Begin Data shown

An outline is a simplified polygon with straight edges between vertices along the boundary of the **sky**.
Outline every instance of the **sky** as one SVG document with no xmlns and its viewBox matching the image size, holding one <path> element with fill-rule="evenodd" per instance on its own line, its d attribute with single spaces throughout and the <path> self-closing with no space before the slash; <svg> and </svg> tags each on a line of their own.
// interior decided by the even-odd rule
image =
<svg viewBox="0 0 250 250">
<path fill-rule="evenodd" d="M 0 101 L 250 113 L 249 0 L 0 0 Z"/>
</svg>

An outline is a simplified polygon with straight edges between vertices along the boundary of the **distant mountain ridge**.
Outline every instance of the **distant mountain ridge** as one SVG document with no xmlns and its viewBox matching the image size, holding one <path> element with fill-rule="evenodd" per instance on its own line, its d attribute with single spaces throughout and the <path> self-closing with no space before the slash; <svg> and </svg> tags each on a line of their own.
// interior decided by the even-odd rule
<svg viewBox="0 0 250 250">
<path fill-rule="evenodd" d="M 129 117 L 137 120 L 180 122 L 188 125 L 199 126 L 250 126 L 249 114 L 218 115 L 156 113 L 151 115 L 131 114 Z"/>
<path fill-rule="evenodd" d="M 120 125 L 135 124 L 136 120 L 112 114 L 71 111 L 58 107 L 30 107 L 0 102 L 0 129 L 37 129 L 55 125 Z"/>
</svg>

End Data shown

### Set problem
Could you transcribe all of the data above line for line, without altering a single character?

### Task answer
An outline is a simplified polygon with straight edges between vertices along the boundary of the **sky**.
Outline every instance of the **sky** as one SVG document with no xmlns and its viewBox matching the image size, holding one <path> element with fill-rule="evenodd" per instance on its own line, its d attribute with single spaces throughout and the <path> self-closing with no space before the slash; <svg> and </svg> tags each on a line of their own.
// interior decided by the even-odd rule
image =
<svg viewBox="0 0 250 250">
<path fill-rule="evenodd" d="M 0 101 L 250 113 L 249 0 L 0 0 Z"/>
</svg>

An outline is a simplified polygon with straight edges between vertices along the boundary of the **distant mountain ridge**.
Outline every instance of the **distant mountain ridge** as one SVG document with no xmlns and its viewBox matching the image size, holding one <path> element with fill-rule="evenodd" per instance on its own line, its d attribute with single spaces throughout and the <path> self-closing with no space before the slash; <svg> and </svg> tags each on a line of their own.
// interior decided by the even-odd rule
<svg viewBox="0 0 250 250">
<path fill-rule="evenodd" d="M 129 117 L 137 120 L 180 122 L 188 125 L 199 126 L 250 126 L 249 114 L 218 115 L 156 113 L 151 115 L 131 114 Z"/>
<path fill-rule="evenodd" d="M 120 125 L 135 124 L 136 120 L 112 114 L 71 111 L 58 107 L 30 107 L 0 102 L 0 129 L 37 129 L 55 125 Z"/>
</svg>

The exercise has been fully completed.